### EXERCISE INSTRUCTIONS
Show every row below that contains the string "jacket". Treat the match as case-sensitive.

### DATA EXTRACT
________________________
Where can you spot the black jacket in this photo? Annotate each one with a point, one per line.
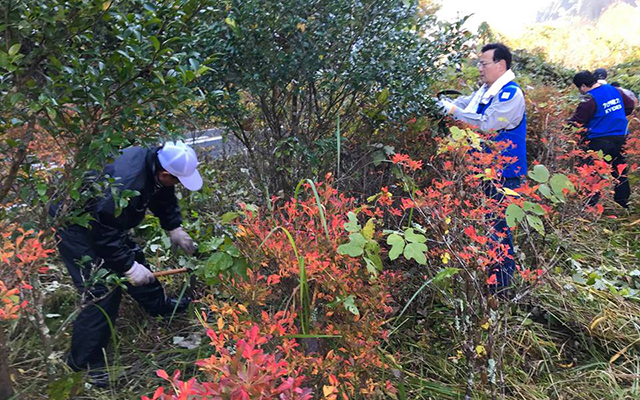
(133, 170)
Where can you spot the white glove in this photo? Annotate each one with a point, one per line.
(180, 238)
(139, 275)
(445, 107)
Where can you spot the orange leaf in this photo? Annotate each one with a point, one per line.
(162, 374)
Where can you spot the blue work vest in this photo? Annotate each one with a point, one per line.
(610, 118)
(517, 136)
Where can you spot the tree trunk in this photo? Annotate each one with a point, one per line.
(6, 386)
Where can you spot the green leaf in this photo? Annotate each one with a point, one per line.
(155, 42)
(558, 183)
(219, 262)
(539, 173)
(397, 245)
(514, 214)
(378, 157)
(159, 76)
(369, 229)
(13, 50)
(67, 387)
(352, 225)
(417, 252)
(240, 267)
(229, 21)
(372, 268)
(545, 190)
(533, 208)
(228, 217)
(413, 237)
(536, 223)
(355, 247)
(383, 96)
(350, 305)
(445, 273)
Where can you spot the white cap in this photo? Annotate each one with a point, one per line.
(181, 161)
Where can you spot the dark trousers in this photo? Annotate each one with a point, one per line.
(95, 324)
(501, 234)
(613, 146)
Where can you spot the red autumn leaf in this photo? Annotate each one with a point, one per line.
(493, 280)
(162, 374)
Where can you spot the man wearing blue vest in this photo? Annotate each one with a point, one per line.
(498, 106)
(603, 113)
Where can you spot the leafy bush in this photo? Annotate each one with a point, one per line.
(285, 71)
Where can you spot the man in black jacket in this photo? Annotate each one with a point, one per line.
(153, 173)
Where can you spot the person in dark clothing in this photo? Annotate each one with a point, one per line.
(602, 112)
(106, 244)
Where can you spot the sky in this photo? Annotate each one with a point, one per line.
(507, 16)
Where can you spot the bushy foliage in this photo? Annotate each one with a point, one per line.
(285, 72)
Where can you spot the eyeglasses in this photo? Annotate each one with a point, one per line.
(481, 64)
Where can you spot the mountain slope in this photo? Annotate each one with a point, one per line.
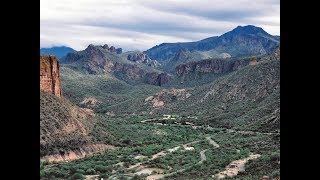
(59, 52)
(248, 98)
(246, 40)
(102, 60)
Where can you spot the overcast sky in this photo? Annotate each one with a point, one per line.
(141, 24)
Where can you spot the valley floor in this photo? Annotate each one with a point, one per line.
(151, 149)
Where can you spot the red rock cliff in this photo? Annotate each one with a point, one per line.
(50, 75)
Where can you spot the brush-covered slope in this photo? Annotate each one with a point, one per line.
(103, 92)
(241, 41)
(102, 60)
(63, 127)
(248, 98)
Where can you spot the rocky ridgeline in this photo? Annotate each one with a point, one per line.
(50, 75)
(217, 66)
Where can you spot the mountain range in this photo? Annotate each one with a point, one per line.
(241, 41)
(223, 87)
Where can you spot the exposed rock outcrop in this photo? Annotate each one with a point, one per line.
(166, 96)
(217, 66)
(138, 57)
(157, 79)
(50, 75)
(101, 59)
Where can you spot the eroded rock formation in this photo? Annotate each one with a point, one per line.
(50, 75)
________________________
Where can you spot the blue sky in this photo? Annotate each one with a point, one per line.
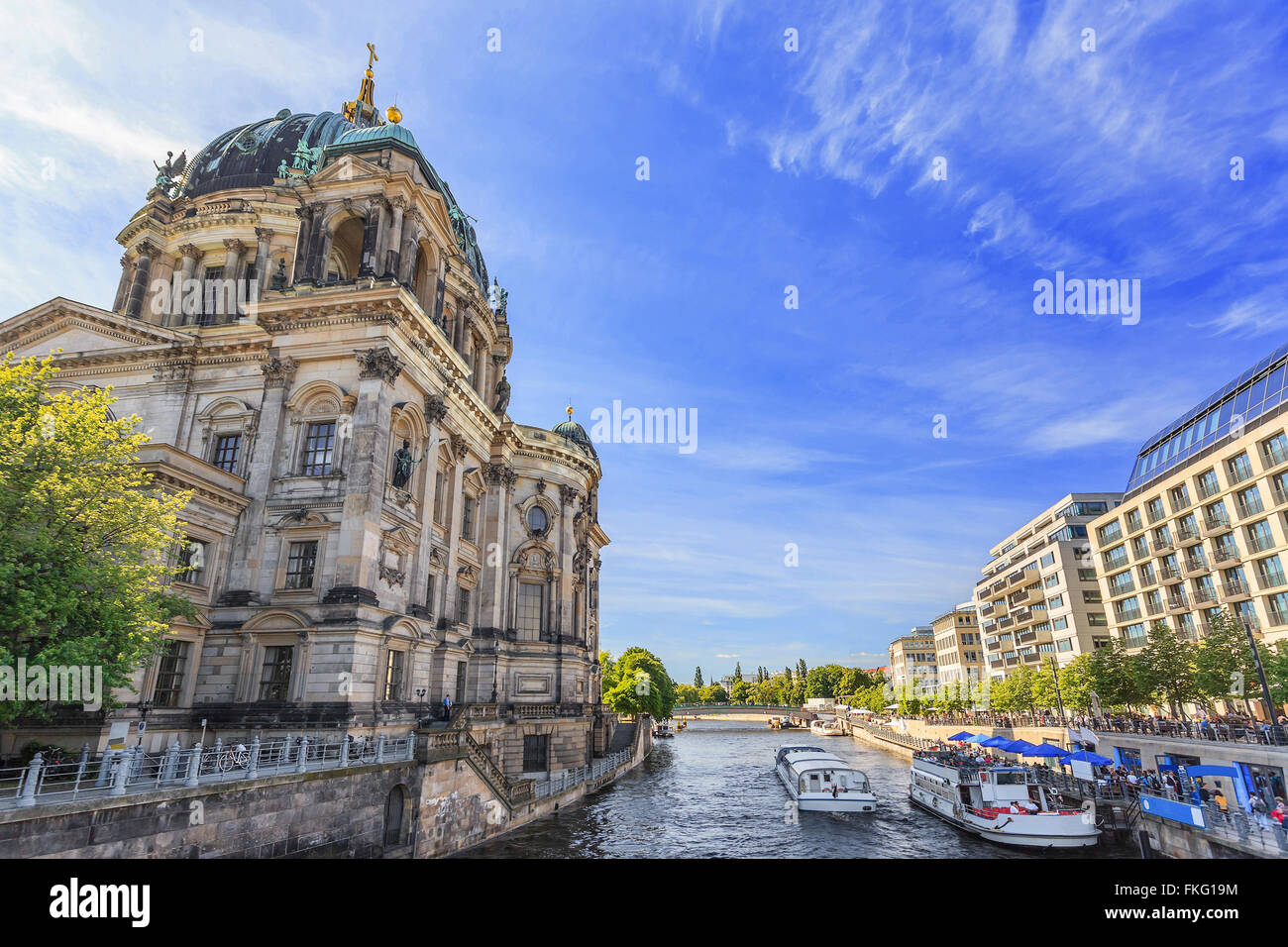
________________________
### FULL ANSWER
Where can you spot the black jacket in this photo? Annotate each one with a point, one per line.
Where can you spot the man in black jacket in this photo? Annotate each one with a point, one per line.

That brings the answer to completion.